- [WHAT NEEDS TO BE DONE] What you need to produce from the material below is an exact transcription of the lines from the one with "Task: locate every instance of the red-brown" through the one with "Task: locate every instance of the distant shoreline", both included, and no other line.

- [DATA PROVIDED]
== Segment start ==

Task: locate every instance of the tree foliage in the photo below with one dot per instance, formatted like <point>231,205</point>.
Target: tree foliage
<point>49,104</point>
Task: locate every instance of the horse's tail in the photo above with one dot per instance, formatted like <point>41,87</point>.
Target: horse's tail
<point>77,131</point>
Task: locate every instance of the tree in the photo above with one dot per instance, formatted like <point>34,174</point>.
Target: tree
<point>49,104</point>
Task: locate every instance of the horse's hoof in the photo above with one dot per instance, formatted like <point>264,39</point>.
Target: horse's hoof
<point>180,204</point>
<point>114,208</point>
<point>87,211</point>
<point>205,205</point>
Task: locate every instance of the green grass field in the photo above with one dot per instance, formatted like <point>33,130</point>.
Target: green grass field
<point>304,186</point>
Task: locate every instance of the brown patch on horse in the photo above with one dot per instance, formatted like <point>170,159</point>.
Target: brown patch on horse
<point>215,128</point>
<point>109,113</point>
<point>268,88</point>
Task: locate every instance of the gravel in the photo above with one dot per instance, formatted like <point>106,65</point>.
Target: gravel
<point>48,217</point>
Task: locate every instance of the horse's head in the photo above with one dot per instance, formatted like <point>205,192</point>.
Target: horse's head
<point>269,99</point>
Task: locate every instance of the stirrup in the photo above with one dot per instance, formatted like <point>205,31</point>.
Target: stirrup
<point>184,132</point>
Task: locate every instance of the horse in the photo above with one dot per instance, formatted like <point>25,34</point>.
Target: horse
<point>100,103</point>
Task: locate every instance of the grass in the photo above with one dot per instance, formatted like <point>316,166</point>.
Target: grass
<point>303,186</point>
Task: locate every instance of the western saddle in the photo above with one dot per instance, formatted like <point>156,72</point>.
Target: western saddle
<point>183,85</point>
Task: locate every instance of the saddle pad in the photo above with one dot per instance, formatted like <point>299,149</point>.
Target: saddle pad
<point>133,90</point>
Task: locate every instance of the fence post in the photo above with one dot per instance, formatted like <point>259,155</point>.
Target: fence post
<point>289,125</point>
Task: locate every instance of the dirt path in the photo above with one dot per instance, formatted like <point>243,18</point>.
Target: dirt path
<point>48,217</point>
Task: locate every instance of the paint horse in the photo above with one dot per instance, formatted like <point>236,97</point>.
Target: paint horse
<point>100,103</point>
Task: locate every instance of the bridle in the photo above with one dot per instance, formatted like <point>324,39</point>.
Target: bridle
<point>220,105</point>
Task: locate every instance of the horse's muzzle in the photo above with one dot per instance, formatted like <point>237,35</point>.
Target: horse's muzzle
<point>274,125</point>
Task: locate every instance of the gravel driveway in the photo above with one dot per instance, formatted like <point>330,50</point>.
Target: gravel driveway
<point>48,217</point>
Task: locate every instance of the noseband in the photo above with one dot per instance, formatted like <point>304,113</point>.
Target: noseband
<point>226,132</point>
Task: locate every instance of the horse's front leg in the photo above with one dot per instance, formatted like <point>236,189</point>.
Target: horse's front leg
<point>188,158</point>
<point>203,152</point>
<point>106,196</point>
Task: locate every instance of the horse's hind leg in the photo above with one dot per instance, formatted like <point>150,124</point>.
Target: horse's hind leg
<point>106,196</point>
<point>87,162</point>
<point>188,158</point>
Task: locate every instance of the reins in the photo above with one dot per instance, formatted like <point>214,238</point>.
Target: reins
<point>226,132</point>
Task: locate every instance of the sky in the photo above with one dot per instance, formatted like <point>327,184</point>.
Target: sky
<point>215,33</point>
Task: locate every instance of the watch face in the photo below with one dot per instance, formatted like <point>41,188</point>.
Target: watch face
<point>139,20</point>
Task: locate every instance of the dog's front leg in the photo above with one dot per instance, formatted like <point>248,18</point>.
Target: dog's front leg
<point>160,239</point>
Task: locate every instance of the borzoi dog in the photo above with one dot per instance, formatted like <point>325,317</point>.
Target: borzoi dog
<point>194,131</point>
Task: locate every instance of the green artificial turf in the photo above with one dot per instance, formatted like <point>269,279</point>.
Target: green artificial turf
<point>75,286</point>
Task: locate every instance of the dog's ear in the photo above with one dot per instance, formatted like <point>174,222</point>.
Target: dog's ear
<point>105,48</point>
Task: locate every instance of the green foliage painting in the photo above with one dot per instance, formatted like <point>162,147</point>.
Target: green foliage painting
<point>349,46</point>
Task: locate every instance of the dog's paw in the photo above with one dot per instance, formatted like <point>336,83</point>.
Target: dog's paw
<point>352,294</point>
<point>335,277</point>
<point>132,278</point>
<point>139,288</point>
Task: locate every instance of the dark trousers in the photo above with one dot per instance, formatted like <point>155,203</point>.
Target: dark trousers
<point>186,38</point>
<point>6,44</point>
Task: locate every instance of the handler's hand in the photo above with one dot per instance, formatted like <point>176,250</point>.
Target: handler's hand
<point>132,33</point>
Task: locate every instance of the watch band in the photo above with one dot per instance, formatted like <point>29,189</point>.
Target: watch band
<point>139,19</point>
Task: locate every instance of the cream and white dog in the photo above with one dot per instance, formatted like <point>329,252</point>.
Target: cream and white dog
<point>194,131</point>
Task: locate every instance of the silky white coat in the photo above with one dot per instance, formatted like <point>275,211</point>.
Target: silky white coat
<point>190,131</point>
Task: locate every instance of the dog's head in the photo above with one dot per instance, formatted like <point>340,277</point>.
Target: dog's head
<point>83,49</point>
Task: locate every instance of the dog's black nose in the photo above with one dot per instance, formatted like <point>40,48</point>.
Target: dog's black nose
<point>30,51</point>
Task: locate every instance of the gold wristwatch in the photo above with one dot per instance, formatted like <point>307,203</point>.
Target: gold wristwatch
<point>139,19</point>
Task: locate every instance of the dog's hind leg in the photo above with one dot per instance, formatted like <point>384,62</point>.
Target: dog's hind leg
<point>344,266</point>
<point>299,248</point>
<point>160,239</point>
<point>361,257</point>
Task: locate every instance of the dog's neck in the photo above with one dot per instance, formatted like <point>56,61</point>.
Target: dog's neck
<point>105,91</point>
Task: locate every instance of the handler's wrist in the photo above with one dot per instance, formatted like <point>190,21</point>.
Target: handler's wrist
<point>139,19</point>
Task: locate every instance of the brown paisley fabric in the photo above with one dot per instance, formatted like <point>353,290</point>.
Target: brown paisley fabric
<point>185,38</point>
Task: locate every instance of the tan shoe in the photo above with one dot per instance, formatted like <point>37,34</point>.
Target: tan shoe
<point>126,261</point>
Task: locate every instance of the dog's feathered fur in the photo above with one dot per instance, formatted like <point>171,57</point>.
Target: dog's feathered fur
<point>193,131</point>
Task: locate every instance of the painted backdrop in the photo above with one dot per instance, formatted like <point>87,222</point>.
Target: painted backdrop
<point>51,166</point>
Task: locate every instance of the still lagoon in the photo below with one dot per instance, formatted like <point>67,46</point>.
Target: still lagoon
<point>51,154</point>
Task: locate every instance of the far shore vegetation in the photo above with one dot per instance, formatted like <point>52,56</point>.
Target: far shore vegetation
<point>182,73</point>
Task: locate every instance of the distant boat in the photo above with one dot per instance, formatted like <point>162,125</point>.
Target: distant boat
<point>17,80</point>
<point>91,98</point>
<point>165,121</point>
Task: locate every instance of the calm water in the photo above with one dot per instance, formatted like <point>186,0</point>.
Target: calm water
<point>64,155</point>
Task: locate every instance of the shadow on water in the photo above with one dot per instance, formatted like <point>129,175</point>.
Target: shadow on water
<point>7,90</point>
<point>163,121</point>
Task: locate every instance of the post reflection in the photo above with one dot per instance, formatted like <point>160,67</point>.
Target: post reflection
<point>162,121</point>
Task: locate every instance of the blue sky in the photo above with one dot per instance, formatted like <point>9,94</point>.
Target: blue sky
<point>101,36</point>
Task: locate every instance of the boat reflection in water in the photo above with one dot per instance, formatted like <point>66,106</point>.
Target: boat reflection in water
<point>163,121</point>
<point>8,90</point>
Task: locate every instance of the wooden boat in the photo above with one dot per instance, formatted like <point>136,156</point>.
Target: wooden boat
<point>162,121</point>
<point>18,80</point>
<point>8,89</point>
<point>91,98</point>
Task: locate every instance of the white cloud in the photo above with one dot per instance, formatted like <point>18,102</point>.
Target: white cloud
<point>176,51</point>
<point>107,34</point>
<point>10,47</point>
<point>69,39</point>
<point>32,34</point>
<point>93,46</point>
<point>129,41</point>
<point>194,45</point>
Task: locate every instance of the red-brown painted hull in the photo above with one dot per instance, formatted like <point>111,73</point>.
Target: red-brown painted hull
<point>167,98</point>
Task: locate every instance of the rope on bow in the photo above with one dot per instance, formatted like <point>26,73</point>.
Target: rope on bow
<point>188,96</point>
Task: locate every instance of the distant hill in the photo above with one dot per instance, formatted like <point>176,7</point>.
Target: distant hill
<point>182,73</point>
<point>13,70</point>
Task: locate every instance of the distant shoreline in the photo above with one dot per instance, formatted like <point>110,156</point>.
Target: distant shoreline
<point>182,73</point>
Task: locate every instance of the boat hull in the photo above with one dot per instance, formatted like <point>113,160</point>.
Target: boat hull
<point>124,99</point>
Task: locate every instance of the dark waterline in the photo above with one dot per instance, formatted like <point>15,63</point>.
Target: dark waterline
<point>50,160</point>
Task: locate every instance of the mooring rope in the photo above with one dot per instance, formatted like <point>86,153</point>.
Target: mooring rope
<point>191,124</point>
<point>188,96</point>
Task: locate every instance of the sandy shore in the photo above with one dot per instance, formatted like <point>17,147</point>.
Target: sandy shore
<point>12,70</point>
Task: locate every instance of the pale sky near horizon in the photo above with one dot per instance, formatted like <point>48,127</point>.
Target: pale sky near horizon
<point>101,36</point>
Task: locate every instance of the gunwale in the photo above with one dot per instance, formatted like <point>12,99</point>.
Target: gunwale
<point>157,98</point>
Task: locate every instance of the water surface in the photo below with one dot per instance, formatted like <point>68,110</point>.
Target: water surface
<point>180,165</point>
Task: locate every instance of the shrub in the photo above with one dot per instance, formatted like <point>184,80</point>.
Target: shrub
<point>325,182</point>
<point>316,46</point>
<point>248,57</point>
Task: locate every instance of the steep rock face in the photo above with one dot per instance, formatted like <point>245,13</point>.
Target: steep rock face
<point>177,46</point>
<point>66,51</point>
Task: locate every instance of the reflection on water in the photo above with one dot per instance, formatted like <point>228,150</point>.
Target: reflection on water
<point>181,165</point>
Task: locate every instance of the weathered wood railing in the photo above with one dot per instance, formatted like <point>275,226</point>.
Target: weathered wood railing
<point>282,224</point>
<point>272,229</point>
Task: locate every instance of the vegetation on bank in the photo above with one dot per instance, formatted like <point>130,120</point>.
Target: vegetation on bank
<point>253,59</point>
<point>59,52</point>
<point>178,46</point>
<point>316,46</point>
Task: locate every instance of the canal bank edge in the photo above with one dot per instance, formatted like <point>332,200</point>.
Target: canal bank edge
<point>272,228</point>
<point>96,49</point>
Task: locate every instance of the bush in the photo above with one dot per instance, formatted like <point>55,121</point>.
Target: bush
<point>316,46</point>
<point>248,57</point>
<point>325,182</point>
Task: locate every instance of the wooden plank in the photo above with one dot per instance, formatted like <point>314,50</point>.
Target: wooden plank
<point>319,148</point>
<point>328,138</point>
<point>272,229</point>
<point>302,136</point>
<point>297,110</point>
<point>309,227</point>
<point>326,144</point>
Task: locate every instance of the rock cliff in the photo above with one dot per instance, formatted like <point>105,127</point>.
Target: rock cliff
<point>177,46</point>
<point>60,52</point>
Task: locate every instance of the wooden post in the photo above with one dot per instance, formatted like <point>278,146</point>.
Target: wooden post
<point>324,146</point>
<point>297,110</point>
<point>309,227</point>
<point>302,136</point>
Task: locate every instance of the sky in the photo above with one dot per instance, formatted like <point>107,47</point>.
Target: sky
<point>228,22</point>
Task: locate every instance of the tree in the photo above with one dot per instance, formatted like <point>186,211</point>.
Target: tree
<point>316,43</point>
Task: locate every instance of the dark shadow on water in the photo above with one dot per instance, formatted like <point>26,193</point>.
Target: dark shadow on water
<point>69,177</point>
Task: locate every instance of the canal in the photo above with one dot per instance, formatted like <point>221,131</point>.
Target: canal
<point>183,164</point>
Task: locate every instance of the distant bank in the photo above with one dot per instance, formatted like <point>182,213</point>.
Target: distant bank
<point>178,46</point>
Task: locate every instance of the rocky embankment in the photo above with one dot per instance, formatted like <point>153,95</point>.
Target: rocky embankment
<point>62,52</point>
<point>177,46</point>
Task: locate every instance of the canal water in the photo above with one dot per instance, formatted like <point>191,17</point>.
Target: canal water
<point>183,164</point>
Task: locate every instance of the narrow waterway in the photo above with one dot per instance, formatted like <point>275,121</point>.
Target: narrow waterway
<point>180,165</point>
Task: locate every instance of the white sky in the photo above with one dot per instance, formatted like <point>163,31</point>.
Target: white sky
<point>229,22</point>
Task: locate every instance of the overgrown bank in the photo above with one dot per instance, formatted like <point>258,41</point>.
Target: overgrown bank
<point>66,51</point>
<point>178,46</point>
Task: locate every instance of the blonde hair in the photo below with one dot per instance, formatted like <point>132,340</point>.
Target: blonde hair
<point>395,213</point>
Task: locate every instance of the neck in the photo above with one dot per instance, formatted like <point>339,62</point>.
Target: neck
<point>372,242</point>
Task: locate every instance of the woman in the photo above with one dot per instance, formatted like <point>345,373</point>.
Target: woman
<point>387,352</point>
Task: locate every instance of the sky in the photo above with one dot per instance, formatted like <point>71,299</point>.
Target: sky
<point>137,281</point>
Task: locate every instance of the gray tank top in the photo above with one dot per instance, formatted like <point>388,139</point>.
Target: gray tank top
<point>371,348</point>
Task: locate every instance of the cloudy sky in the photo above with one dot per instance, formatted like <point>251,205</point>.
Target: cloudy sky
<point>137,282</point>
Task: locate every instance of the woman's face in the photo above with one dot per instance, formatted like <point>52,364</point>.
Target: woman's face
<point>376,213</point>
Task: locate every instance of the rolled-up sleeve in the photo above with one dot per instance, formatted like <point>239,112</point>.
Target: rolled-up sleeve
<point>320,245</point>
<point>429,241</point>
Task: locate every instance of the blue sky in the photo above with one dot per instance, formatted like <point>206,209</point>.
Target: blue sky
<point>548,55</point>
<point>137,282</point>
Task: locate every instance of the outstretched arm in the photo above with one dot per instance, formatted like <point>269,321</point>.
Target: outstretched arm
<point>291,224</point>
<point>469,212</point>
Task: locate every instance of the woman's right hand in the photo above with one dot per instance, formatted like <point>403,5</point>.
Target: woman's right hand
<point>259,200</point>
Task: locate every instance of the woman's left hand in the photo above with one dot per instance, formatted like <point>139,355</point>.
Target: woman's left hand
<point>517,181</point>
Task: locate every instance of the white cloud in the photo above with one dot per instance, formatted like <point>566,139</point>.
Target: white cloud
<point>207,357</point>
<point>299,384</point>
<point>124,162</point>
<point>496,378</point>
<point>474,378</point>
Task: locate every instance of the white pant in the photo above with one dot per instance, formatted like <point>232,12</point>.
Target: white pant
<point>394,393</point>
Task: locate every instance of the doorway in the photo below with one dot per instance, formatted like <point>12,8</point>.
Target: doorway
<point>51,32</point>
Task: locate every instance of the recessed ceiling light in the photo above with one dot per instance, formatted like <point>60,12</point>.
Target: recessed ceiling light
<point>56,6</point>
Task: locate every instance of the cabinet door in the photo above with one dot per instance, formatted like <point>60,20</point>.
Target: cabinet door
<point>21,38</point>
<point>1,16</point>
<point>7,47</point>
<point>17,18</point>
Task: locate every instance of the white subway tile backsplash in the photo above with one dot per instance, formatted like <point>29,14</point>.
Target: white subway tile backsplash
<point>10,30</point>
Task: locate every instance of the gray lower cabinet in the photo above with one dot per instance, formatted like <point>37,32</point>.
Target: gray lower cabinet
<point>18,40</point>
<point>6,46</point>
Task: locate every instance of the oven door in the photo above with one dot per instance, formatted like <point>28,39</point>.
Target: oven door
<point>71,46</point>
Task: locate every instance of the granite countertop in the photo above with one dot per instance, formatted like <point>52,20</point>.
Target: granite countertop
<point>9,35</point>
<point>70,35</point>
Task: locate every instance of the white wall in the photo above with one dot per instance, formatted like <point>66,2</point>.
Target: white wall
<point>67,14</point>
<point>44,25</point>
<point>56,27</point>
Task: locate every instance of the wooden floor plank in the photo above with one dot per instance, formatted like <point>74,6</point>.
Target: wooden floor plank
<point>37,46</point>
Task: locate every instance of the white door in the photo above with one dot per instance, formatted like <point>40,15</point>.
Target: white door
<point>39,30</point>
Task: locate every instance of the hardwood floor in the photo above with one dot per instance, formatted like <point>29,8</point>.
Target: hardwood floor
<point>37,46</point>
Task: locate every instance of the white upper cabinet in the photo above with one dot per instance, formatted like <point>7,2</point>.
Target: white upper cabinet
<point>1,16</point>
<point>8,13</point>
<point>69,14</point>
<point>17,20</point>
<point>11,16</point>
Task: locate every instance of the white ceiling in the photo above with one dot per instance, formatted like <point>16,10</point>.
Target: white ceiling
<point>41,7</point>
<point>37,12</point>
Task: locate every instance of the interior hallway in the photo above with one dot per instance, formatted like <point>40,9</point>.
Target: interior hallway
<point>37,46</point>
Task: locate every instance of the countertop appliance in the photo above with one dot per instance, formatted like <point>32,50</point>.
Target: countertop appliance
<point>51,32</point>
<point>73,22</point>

== Segment end ==

- [SOLUTION FOR THIS TASK]
Task: locate every instance of the red-brown painted hull in the photo above with one dot per instance, formatted like <point>111,73</point>.
Target: red-brown painted hull
<point>167,98</point>
Task: locate every instance of the rope on bow in the photo above with one dot per instance, formatted like <point>26,73</point>.
Target: rope on bow
<point>188,96</point>
Task: locate every instance of the distant hill in the photo above with one dot per instance, formatted like <point>176,7</point>.
Target: distant hill
<point>182,73</point>
<point>13,70</point>
Task: locate every instance of the distant shoreline in the photo above with one dot per instance, formatted like <point>110,156</point>.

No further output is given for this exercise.